Job:
Recast every line of the rows below as a Markdown table with the columns Line No. and Row Text. Number each line and leave out blank lines.

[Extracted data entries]
+===+

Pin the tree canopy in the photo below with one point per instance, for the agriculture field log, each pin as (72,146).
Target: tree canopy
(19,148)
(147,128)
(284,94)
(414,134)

+===+

Full solution:
| Line No. | Row Text |
|---|---|
| 1 | Pin the tree canopy in the photo below with one point per instance, for the agriculture field log, each pin as (72,146). |
| 2 | Target: tree canopy |
| 3 | (19,148) |
| 4 | (147,128) |
| 5 | (284,94) |
| 6 | (414,134) |